— Set problem —
Count how many rows below contain the string "shirt". Give only the number.

— Task inputs —
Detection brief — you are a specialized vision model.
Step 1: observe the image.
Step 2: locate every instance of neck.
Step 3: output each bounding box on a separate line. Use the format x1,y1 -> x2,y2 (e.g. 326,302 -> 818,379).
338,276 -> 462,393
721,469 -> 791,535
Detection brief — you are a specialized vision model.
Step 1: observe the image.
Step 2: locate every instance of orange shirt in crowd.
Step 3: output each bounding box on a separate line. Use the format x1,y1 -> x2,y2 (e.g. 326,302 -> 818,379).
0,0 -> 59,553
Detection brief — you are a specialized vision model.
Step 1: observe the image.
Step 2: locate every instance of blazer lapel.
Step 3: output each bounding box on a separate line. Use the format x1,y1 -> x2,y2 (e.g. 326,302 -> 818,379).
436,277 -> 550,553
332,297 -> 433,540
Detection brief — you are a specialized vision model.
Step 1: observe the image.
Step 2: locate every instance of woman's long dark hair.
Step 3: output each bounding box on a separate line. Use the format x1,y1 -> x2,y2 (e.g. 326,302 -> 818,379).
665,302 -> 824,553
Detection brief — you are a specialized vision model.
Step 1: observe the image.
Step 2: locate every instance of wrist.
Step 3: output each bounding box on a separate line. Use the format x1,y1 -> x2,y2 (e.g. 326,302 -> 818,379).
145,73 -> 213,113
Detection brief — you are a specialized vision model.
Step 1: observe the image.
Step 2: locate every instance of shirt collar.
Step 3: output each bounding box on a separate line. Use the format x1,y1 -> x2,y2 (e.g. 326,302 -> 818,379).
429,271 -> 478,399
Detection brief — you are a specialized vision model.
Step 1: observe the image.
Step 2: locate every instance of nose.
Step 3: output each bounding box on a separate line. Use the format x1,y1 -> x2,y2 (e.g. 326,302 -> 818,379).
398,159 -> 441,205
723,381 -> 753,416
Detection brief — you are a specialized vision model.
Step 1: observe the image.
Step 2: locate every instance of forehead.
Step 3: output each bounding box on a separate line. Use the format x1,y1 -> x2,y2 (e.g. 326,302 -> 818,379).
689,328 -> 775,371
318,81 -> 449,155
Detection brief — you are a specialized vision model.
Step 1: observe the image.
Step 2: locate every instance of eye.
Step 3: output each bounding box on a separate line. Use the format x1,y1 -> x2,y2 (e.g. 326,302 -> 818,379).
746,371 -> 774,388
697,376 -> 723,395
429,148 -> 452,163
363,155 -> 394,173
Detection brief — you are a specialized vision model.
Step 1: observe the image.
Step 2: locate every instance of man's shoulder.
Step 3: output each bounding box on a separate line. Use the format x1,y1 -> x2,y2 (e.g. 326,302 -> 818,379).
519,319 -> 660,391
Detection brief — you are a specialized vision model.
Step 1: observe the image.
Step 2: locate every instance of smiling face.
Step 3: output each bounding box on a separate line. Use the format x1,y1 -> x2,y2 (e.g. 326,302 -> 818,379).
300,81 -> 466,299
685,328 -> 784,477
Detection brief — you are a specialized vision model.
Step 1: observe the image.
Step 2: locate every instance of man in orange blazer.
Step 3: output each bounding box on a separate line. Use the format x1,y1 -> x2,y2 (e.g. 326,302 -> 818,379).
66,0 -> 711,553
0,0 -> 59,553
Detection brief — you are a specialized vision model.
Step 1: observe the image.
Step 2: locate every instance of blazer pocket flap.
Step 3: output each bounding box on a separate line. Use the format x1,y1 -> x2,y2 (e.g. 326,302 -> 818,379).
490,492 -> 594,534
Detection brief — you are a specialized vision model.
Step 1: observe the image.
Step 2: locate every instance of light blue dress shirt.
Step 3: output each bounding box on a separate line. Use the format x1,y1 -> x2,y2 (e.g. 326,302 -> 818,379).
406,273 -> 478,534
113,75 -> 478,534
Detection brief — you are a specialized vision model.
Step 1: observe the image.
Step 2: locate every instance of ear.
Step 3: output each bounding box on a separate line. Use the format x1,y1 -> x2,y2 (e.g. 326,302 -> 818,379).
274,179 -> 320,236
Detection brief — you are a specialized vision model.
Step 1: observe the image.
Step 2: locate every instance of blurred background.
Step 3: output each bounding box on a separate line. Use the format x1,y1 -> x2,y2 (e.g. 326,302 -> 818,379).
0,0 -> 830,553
--
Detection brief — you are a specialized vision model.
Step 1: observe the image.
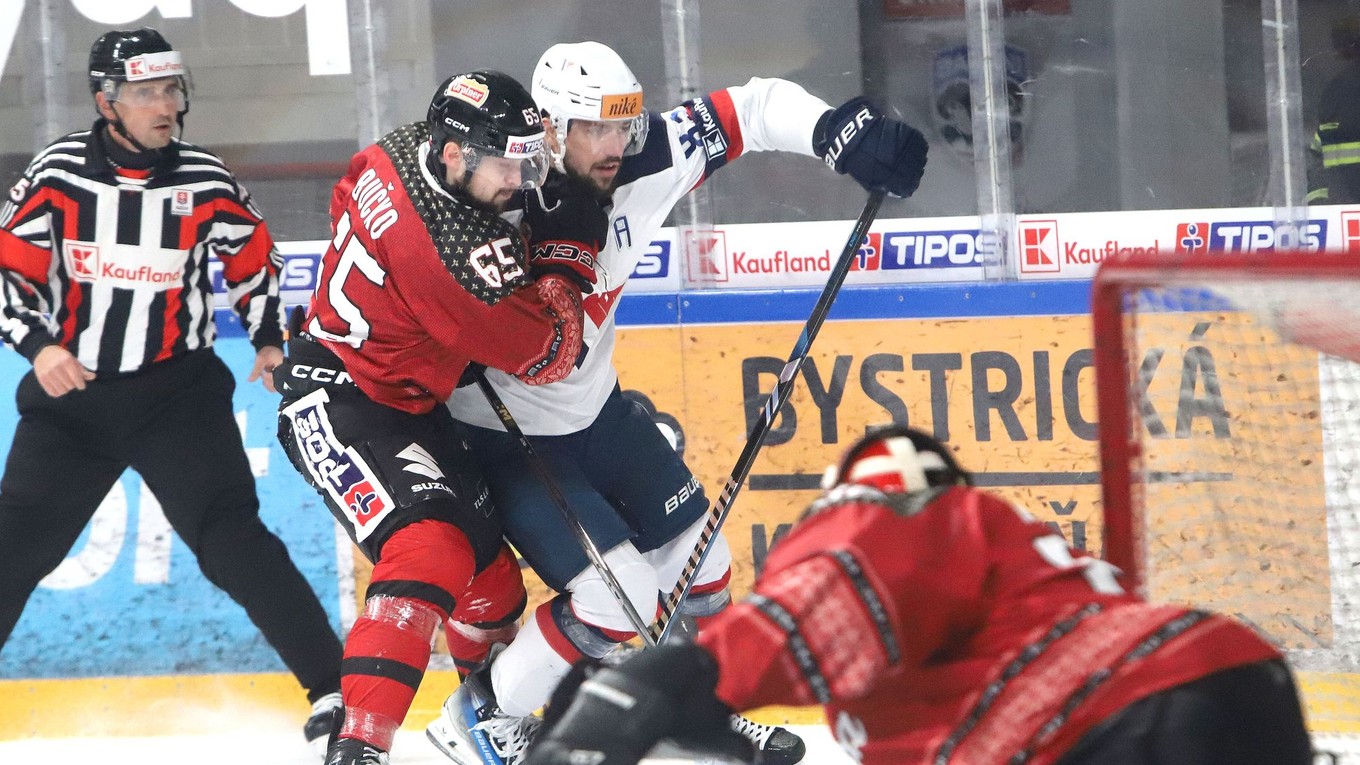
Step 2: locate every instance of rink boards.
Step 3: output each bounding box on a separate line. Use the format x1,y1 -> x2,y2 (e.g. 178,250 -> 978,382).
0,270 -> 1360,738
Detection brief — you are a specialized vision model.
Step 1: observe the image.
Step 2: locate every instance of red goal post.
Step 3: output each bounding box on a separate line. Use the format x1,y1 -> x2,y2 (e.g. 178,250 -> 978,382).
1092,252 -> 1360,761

— Correct result —
3